Quatro Livros de Receitas, Um Convite Misterioso e Várias Coincidências

4 Livros de Receitas 1 Convite Misterioso e Várias Coincidências

 

Nos Tempos de Vovó

Por Julio Malzoni em 13 de janeiro de 2024

 

Certo dia estava eu pensando sobre o que poderia escrever para este blog e, ao mesmo tempo, tentando sair da mesmice de assuntos ligados ao mundo da culinária. Falar sobre receitas de chefs de cozinha renomados? Melhor não... daria muito trabalho entender, preparar, além de exigir técnica e paciência para chegar no mesmo nível deles. Algo sobre sabores ao redor do mundo? Até poderia, pois já tive oportunidade de experimentar muita coisa diferente ao redor dos quatro cantos do mundo devido à minha profissão.

 

Prato Chique

 

Mas então me veio à mente, em meio a tantos outros assuntos rodeando os neurônios durante o dia, uma vontade incontrolável de voltar aos 'tempos de vovó' e publicar algumas receitas caseiras, daquelas bem tradicionais com um toque especial no tempero, no aroma e no sabor. Aquelas receitas antigas que nos fazem voltar a querer ser criança novamente - nem que seja somente por alguns instantes - só para ter o prazer de lamber a colher com um restinho de cobertura de chocolate para o bolo, ou perguntar quinhentas vezes para mamãe se já podia comer a cocada de corte que demorava uma eternidade para esfriar (se bem que tenho a sensação que ela ainda está esfriando até hoje...).

 

Cocada de Corte

 

É isso! - pensei eu - mas como vou fazer? Não tenho nada dessa era tão longínqua disponível em mãos, nem um mísero papelzinho sequer com uma receitinha da clássica cocada, feita com três ingredientes, anotada em algum lugar. Perguntar para 'mamis' não seria problema, mas decidi não torrar a paciência da minha velhinha (e ela iria se lembrar das 'trocentas' vezes que eu esgotei a paciência dela com a tal cocada). Lembrar como se fazia algo na cozinha de casa durante a infância? É ruim hein... isso estaria totalmente fora de cogitação devido ao óbvio: meu objetivo na época era só me refestelar com as gostosuras que saiam daquele local. Eu fazia questão de deixar a preparação de qualquer receita a cargo de quem sabia fazer: meus pais.

E do mais puro nada, como um 'big bang' dentro da minha cabeça, meu cérebro gritou em voz alta: 'Vá ao sebo de livros, seu bocó!'. Nem pestanejei. Pulei da cadeira e lá fui eu.


Tudo Certinho no Lugar Errado

Ufa! Deu tempo de chegar no sebo antes de fechar. Teria mais de uma hora para caçar algo. Como eu já sabia onde ficava o 'setor de culinária', fui direto em direção à salinha e após algumas curvas em zigue-zague para esquerda e direita, cheguei. O sebo onde fui é um verdadeiro túnel do tempo (o que inclui um pouco de poeira e fuligem típicos dos túneis reais), um mini labirinto que é um verdadeiro paraíso para caçadores de publicações.

Tarefas propostas:
1 - Verta para o inglês a seguinte frase do texto sobre as receitas dos tempos de vovó: "Teria mais de uma hora para caçar algo."
2 - Prossiga o texto sobre as receitas dos tempos de vovó a partir da última frase apresentada.

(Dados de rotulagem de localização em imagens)
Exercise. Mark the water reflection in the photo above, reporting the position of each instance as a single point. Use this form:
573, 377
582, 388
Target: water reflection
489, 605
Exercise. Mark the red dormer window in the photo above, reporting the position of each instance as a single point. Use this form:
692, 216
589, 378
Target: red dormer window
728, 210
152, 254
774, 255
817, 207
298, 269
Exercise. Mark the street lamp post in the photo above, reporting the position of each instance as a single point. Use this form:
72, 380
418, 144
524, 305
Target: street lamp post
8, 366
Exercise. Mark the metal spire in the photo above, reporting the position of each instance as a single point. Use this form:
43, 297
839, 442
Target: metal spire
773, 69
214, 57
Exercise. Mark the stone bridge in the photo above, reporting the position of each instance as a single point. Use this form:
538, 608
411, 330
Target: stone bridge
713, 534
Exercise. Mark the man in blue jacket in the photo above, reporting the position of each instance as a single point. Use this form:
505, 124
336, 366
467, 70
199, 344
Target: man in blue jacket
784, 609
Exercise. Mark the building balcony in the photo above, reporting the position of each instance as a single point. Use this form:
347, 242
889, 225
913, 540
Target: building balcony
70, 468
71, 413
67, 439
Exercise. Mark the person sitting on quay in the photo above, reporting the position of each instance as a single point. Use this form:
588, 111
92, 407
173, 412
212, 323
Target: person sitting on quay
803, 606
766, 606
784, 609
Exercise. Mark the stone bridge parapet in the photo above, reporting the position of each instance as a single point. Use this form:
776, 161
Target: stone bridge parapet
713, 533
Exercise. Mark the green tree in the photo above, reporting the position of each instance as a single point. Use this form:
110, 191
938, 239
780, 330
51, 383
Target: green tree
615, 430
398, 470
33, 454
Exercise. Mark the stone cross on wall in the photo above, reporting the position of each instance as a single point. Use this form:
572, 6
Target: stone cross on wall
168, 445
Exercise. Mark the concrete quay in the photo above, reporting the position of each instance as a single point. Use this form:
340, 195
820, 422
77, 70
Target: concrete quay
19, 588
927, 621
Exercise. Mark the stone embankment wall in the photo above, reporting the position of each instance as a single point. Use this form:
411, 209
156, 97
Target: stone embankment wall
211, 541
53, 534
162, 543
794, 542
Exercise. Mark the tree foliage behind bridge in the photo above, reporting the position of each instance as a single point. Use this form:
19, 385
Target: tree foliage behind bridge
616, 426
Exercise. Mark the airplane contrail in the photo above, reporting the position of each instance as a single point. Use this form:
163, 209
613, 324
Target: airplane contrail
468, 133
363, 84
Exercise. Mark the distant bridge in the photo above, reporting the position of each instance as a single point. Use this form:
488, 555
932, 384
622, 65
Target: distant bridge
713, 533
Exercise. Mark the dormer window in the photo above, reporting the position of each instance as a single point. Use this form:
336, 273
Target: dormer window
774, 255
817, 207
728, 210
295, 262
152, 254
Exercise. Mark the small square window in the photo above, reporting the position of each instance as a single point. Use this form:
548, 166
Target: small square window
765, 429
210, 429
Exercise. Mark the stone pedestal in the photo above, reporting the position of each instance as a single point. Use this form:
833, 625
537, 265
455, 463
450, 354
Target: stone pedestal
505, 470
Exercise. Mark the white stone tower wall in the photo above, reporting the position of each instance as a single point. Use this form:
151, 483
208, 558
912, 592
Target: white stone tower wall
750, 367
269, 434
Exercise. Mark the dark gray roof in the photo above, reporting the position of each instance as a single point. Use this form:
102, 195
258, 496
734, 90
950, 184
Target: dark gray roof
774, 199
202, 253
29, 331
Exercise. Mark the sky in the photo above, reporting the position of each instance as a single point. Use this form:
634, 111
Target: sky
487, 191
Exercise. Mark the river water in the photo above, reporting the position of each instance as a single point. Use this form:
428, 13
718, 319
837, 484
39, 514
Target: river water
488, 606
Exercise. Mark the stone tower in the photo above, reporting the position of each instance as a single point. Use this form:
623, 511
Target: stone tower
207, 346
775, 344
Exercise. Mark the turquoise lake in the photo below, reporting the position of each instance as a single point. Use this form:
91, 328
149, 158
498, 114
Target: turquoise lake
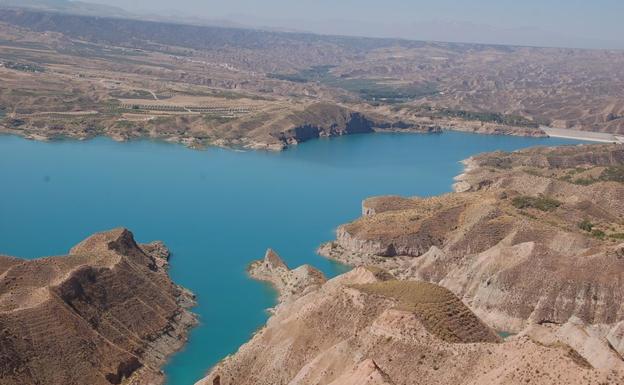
218, 209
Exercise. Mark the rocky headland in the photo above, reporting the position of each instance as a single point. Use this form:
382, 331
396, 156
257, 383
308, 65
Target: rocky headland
107, 313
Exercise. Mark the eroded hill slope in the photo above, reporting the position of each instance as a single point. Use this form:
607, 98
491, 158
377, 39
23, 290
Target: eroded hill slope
107, 313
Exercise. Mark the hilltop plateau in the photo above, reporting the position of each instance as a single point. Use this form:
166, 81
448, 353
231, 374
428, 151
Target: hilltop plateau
79, 76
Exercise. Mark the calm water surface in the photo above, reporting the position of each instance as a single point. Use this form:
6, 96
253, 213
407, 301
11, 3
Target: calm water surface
217, 209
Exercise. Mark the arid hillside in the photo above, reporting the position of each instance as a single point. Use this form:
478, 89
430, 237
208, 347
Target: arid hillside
79, 76
537, 236
366, 327
107, 313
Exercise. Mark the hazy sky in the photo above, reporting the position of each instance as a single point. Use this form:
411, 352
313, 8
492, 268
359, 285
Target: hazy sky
584, 23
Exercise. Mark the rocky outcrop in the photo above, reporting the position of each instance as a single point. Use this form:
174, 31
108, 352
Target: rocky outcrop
289, 283
364, 327
107, 313
512, 248
323, 120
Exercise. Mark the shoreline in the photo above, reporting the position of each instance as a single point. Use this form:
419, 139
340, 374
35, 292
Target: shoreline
601, 137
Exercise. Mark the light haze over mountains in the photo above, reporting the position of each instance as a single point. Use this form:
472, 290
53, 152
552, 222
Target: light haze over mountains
565, 23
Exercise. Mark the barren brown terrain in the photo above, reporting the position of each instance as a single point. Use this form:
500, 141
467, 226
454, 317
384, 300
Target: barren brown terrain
107, 313
530, 245
78, 76
366, 327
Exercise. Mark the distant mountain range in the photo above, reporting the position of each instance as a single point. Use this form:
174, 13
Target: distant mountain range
91, 9
66, 6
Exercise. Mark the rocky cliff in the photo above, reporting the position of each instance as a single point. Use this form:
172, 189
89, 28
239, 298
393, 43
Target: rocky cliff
365, 327
537, 238
107, 313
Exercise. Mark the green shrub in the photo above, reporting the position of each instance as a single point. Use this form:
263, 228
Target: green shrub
540, 203
614, 174
586, 225
599, 234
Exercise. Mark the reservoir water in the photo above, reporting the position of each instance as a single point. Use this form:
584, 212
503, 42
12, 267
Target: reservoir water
218, 209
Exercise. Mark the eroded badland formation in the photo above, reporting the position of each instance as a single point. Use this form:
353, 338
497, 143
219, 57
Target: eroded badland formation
532, 246
79, 76
107, 313
516, 277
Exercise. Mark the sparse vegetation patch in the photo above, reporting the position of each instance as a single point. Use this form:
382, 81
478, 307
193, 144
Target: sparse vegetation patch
541, 203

Respostas dos exercícios:
1 - I would have more than an hour to hunt for something.

2 -
 

Livraria Sebo

 

Iniciei então a procura e logo de cara avistei: 'Palmirinha'. Ah não... muito famosa, tinha até programa de TV. E os olhos continuaram a sondagem. Publicações de fabricantes de ingredientes, tipo açúcar e farinha? Neca de pitibiribas. Pseudo-revistas de culinária endeusando pseudocelebridades com pseudo-sorriso na cara e pseudocozinhando algum pseudoprato? Não, muito obrigado.

Queria algo mais rústico, 'old school', escrito à mão mesmo. Ao estilo receitas de família. Eis que surge então o dono da loja na sala com outro cliente. Aproveitei e perguntei se havia algo parecido com receitas anotadas manualmente. A resposta dele foi negativa com a cabeça, e imediatamente aproveitou para reclamar de uma cliente anterior, que bagunçou a sala inteira procurando certinho as coisas que queria, só que no lugar errado. Só então percebi o caos nas prateleiras, tudo misturado ou fora de lugar, e percebi que aquilo só iria apimentar ainda mais o meu tempo cada vez mais escasso para achar o que eu queria. Agradeci e disse então que continuaria a minha busca. Nisso ele saiu da sala e me desejou um 'divirta-se!'.

 

Sebo Bagunçado


Aqui Tem Café no Bule

Segui o conselho dele e iniciei então a diversão. Separei algumas publicações rapidamente, todas com algum nível de desgaste ou ações do tempo, lógico. Algumas com o mofo já dando ares de senioridade. A hora estava passando rápido e então comecei a folhear os livros de receitas clássicas, da mesma maneira que sempre faço, deixando as páginas fluirem rapidamente usando o polegar esquerdo, do fim para o começo do livro. 'Nada de interessante nesse aqui', 'muito trivial esse outro', e assim foi durante alguns minutos.

Até que, em um determinado momento, ao folhear o segundo volume de 'Saborosos Quitutes de Mamãe Dolores', algo que estava no meio das páginas 174 e 175 cai no chão. Abaixei até o chão e peguei o papel. Era uma figura recortada em formato de bule de café antigo, na cor azul, com cabo de madeira e tampa vermelha, decorado com um belo buquê de rosas. E nele estava escrito 'Chá de Cozinha'.

 

Convite Bule

 

Achei bonitinho e até abri um sorriso... analisei rapidamente e só então percebi que era um convite. Abri. E dentro estava escrito à esquerda (sic):

6 duzia de garfo.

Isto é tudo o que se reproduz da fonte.